Freeze HD or Knoppix?
January 18, 2007 3:57 PM   Subscribe

I turn computer on then drive spins up and then a very low click and the machine turns off! My question is will I benefit from putting this drive (120GB) in the freezer in a plastic bag then trying again or should I try and read from Knoppix, though I don't know if the machine will even boot enough for me to get to the BIOS to change the drive order and boot from CD.
posted by thinktwice to Computers & Internet (9 answers total) 1 user marked this as a favorite
 
The two solutions are exclusive. The freezer trick solves physical problems with the drive where the Knoppix solution would help solve problems with the underlying data.

Clicking hard drives is usually a physical issue. However if the system crashes before you are able to get to the bios then the issue might be something else (memory,processor) and the click might just be a result of the power being dropped from the HD during startup. Try disconnecting the hd and then booting to a cd just to make sure that the problem lies with the hd.
posted by dirtylittlemonkey at 4:12 PM on January 18, 2007


Are you sure it's a problem with the hard drive? I've had a lot of hard drive problems, but I don't think they've ever lead to the computer turning itself off.

Disconnect the drive from the power and the data cable and try starting the machine. What happens?

Even if it starts, I would be suspicious that you have a power supply problem.
posted by Good Brain at 4:25 PM on January 18, 2007


Is that (on, spin, click) everything that happens when you turn on your computer? If not, then what else happens? If so, try disconnecting all of your drives and other nonessential hardware (probably everything but motherboard, processor, ram, and video card) to see if the motherboard will boot by itself at least to the point where it looks for a drive to read from.

If it doesn't get that far, you might want to use a friend's computer to extract your data rather than tackle that problem concurrently with your motherboard problems.
posted by concrete at 4:31 PM on January 18, 2007


I wouldn't have thought that a borkened hard drive would shut the PC down.

I'd try the disk in another machine before doing anything.

I second Good Brain's power supply suspicion.

[Data excerpts]
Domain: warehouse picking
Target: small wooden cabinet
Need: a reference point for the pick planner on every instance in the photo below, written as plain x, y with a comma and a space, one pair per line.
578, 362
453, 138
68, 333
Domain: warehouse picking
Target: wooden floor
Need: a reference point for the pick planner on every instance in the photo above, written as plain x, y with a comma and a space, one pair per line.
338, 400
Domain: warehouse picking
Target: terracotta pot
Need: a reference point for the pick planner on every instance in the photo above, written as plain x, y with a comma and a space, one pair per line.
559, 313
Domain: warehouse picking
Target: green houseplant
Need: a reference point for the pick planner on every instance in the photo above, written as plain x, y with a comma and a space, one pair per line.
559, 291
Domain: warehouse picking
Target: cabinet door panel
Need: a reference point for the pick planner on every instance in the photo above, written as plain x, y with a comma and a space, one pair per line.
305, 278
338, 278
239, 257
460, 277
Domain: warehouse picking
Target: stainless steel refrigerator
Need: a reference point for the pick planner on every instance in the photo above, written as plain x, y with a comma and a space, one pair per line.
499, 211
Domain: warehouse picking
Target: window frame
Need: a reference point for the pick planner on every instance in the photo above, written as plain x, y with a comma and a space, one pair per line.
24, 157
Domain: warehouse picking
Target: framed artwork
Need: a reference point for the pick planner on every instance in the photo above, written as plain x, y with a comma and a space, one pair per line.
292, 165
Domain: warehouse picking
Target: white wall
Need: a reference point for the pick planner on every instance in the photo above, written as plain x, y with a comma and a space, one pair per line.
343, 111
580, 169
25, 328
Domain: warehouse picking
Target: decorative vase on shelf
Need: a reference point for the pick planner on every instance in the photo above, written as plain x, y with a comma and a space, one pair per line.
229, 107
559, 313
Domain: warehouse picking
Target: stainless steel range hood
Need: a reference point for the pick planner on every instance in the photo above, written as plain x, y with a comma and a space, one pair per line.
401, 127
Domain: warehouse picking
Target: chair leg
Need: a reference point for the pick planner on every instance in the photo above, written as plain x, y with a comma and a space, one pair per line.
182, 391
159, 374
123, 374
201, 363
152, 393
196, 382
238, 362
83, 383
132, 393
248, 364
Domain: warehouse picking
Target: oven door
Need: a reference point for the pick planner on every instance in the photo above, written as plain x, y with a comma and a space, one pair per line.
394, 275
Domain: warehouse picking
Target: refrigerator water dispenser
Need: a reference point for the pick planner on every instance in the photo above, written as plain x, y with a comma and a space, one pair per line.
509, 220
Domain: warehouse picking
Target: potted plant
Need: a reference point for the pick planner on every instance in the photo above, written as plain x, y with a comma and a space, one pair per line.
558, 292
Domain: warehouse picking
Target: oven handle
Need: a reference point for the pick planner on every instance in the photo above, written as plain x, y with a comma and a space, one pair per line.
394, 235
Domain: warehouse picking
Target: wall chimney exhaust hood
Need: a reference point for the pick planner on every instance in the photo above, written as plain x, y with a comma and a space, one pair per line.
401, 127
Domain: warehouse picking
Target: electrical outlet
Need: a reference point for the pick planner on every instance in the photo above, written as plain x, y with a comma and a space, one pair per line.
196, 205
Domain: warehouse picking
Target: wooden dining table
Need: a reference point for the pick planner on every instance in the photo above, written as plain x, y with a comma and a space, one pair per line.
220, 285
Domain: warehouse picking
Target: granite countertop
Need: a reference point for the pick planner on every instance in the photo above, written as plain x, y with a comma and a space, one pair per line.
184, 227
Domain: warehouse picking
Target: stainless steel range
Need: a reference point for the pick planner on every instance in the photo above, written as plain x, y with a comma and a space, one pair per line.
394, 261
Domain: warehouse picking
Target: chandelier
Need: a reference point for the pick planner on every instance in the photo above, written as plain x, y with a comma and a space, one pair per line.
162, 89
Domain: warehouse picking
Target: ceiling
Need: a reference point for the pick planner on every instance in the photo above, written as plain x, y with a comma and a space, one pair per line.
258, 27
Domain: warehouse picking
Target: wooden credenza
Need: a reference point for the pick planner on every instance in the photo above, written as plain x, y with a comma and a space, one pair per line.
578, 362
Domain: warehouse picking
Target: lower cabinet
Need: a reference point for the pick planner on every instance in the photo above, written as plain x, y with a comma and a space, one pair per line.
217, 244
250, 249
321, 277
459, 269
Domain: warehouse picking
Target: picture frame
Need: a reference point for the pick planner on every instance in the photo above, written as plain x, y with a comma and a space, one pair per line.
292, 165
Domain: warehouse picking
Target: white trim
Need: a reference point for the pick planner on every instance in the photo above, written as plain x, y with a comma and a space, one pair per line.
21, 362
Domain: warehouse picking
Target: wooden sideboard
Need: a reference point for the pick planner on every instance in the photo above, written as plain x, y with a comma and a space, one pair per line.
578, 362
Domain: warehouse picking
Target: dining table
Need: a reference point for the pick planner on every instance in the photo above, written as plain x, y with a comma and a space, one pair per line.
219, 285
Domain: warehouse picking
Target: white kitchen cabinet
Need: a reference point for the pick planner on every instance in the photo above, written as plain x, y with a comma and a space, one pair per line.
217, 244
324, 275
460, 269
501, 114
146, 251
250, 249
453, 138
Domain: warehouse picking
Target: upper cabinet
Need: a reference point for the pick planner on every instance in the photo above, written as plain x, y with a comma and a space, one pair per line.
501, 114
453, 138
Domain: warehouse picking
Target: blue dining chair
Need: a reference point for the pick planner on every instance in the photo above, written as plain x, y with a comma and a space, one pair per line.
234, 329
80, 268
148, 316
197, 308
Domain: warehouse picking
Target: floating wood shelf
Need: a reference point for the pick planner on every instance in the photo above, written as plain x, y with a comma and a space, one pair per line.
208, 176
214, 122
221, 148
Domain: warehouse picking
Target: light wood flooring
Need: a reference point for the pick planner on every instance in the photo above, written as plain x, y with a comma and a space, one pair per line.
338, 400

PROBLEMS TO WORK ON:
(a) Output the forum thread's text from "Are you sure" down to "machine. What happens?", copying it word for word.
(b) Answer the following questions using the forum thread, marking each answer with the matching numeral.
(i) What is the capacity of the drive the poster considers putting in the freezer?
(ii) According to the first reply, what kind of problems does the freezer trick solve?
(iii) Whose power supply suspicion does the last reply second?

EXERCISE RESULTS:
(a)
Are you sure it's a problem with the hard drive? I've had a lot of hard drive problems, but I don't think they've ever lead to the computer turning itself off.

Disconnect the drive from the power and the data cable and try starting the machine. What happens?

(b)
(i) 120GB
(ii) Physical problems with the drive
(iii) Good Brain's